Shortly after the double, Weissman would send Joris Ruijs to the rail in fifth place for $23,200 when he flopped top two pair with aces and eights to best the ace-six of Ruijs. 

Coleman saw most of his stack go Weissman's way when he handed him the double, and the rest of his stack would head to Upeshka De Silva when his flopped pair of fives was rivered by De Silva's pair of eights. Coleman picked up his 11th cash of the 2024 season with the fourth-place finish, and the $31,900 prize puts him just shy of one million in PGT earnings on the year. 

Start-of-day chip leader Ed Sebesta could get nothing going at the final table as he could only sit back and watch the battle between De Silva and Weissman unfold. Sebesta showed his chops with some terrific laydowns, but the poker gods failed to reward him as he would send half his stack to De Silva during one of those laydowns before Weissman's ace-queen sent his ace-eight to the rail in third place for $46,400.

________

> Tasks for this exercise:
- a) According to the poker report, what prize did Coleman receive for his fourth-place finish?
- b) Reproduce the stretch of the poker report from "Coleman saw most" through "place for $46,400.".

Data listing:
________

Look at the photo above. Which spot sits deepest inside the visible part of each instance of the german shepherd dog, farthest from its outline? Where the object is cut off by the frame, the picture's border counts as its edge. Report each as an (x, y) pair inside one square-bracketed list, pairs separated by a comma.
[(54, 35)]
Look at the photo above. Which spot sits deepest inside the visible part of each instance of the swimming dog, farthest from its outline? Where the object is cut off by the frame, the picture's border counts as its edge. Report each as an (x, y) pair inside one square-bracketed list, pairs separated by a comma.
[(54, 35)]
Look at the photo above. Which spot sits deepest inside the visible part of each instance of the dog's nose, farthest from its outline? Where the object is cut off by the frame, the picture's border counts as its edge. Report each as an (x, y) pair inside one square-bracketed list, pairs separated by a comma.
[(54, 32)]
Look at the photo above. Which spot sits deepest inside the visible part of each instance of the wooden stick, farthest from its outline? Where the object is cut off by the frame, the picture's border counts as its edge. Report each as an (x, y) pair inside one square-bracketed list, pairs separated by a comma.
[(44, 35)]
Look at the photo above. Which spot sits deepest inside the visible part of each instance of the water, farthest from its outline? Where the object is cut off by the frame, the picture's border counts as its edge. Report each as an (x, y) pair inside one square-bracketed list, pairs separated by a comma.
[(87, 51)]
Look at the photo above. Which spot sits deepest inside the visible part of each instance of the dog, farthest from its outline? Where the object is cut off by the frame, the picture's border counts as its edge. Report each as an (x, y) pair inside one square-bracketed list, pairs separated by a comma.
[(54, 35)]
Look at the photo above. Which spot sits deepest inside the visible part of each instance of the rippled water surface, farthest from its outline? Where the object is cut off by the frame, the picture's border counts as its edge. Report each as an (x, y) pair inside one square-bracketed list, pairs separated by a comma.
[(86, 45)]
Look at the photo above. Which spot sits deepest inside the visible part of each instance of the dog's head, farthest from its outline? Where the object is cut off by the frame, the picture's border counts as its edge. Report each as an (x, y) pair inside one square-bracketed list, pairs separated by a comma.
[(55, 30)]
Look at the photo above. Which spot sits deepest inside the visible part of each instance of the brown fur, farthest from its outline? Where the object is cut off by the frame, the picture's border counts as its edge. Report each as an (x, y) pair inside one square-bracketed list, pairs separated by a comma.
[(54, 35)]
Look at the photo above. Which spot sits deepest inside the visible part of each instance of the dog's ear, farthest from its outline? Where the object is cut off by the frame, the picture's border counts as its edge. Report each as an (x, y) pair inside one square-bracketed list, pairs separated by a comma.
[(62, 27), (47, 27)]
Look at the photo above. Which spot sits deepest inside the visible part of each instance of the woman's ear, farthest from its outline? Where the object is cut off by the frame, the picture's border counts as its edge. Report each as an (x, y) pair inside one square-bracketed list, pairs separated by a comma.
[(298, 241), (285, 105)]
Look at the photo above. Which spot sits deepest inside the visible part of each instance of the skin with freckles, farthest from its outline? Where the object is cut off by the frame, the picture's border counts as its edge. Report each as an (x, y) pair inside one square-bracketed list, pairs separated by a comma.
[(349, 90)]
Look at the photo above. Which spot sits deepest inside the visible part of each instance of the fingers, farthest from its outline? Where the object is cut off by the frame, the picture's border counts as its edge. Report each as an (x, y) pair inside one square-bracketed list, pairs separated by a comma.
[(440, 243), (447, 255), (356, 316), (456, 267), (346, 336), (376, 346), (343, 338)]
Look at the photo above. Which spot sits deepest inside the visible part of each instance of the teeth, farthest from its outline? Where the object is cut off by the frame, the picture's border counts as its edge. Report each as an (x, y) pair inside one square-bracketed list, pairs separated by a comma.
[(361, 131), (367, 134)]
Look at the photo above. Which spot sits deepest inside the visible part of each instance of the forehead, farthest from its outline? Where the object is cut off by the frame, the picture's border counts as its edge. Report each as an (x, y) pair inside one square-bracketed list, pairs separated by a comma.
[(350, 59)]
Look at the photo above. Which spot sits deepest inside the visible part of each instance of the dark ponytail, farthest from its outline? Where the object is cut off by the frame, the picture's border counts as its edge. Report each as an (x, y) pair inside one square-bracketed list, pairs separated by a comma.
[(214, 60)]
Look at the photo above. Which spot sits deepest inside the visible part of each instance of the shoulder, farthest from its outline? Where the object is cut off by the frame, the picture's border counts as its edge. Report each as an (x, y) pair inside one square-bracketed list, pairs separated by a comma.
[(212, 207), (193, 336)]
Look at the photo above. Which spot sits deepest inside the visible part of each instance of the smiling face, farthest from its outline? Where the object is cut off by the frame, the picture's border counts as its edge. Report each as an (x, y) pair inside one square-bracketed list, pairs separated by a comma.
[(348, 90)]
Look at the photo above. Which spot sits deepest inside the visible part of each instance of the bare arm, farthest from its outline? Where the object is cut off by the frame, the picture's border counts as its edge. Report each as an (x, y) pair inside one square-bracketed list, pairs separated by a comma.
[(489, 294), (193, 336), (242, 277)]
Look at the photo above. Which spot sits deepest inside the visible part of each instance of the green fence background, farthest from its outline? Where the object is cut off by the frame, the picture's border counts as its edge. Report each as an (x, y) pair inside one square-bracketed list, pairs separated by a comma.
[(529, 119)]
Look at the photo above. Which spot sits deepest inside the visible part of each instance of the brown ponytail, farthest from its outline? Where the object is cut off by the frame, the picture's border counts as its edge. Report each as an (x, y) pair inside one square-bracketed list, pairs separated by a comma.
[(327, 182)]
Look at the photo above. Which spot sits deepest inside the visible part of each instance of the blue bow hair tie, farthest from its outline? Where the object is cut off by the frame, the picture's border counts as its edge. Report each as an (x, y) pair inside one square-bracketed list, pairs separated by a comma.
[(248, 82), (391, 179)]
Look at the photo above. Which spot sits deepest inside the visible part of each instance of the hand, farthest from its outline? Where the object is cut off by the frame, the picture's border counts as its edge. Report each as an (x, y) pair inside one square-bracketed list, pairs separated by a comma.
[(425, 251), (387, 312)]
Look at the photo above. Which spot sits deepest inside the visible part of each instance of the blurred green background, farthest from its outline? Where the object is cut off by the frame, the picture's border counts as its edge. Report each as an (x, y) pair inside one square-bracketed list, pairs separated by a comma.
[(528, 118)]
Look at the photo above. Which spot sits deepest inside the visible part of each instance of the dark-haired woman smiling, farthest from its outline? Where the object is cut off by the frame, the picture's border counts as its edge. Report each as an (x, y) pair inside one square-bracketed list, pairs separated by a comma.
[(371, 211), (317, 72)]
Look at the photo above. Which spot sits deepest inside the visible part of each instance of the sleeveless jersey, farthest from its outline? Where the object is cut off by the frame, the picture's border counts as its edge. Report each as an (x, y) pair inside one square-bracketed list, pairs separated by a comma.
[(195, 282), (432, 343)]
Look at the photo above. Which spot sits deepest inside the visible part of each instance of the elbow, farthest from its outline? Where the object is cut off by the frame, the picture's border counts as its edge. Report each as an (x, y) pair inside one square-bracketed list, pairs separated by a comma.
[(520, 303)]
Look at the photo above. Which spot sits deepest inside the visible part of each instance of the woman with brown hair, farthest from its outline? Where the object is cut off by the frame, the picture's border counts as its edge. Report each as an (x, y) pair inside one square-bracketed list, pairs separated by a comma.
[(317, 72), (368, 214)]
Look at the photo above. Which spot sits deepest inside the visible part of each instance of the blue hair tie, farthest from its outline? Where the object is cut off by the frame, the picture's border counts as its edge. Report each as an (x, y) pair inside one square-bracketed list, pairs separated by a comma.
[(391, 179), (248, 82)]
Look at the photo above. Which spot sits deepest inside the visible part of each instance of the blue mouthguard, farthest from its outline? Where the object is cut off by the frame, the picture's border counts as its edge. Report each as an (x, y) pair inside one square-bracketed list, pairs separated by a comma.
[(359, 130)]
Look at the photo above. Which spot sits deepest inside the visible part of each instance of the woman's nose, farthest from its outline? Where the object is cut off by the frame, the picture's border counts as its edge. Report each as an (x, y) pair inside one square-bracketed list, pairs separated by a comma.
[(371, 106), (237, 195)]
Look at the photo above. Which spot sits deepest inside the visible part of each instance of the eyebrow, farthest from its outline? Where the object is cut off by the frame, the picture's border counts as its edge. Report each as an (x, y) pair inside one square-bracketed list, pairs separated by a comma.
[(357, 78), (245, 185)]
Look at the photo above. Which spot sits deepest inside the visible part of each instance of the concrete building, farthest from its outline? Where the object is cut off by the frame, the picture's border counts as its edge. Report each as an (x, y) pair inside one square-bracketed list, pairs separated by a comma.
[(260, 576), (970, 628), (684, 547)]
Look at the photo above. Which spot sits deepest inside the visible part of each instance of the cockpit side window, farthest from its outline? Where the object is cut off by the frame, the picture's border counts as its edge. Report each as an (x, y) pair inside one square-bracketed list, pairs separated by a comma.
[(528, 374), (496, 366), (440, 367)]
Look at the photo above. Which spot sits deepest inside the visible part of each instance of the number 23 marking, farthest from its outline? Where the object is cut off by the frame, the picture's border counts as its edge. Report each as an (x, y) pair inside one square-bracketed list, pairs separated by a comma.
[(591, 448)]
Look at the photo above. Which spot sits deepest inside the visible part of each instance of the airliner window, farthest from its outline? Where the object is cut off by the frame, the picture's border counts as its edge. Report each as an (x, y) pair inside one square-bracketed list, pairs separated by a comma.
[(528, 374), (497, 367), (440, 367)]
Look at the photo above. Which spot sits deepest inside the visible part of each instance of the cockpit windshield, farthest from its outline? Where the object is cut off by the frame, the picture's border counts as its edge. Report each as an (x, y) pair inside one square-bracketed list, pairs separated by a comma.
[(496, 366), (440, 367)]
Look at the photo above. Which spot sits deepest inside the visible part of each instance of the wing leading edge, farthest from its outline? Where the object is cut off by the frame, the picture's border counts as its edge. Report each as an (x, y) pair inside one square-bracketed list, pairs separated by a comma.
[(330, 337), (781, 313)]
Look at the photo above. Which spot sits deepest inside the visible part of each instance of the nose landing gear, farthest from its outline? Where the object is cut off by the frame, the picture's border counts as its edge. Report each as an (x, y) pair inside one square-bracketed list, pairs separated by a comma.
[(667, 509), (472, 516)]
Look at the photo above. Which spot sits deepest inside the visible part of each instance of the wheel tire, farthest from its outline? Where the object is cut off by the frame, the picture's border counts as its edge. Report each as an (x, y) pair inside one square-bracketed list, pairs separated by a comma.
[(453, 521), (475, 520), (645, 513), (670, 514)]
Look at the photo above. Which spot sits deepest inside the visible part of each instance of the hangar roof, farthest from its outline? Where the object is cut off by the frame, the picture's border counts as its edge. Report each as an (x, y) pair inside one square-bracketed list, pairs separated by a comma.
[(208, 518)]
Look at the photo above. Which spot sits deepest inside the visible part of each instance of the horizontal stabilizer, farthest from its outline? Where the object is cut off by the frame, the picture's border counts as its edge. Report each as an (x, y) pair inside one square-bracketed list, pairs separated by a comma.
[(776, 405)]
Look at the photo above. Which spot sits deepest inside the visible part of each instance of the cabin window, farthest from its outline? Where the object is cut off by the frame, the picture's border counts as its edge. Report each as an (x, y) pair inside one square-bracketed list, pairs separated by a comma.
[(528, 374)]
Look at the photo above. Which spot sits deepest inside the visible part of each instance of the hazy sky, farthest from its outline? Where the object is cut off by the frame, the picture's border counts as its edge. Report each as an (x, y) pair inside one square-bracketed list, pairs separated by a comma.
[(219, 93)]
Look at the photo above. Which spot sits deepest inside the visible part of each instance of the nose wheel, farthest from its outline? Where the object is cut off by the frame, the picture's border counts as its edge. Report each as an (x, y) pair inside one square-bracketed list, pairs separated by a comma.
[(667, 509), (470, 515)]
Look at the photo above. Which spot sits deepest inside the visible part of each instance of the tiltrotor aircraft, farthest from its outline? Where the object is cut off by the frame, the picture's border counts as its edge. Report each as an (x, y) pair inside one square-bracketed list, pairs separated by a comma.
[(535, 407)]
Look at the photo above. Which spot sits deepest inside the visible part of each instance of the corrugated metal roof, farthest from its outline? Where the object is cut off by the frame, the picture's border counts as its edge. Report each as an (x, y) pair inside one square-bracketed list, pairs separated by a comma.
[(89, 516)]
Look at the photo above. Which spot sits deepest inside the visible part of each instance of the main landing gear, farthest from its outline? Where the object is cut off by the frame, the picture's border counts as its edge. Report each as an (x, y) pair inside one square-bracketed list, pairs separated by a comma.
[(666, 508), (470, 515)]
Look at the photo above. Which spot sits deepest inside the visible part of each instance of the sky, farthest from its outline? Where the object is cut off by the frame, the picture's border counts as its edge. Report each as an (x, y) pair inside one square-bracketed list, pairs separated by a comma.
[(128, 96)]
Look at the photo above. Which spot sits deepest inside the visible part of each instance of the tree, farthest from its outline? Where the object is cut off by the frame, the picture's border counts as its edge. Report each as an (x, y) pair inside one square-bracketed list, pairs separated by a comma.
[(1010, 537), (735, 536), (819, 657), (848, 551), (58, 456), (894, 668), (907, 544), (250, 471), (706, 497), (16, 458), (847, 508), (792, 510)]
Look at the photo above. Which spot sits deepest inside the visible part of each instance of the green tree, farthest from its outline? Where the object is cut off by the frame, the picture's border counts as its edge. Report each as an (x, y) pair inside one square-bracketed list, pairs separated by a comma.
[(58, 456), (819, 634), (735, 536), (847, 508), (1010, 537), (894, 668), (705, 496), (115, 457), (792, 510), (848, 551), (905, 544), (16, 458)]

________

> Responses to the tasks:
- a) $31,900

- b)
Coleman saw most of his stack go Weissman's way when he handed him the double, and the rest of his stack would head to Upeshka De Silva when his flopped pair of fives was rivered by De Silva's pair of eights. Coleman picked up his 11th cash of the 2024 season with the fourth-place finish, and the $31,900 prize puts him just shy of one million in PGT earnings on the year. 

Start-of-day chip leader Ed Sebesta could get nothing going at the final table as he could only sit back and watch the battle between De Silva and Weissman unfold. Sebesta showed his chops with some terrific laydowns, but the poker gods failed to reward him as he would send half his stack to De Silva during one of those laydowns before Weissman's ace-queen sent his ace-eight to the rail in third place for $46,400.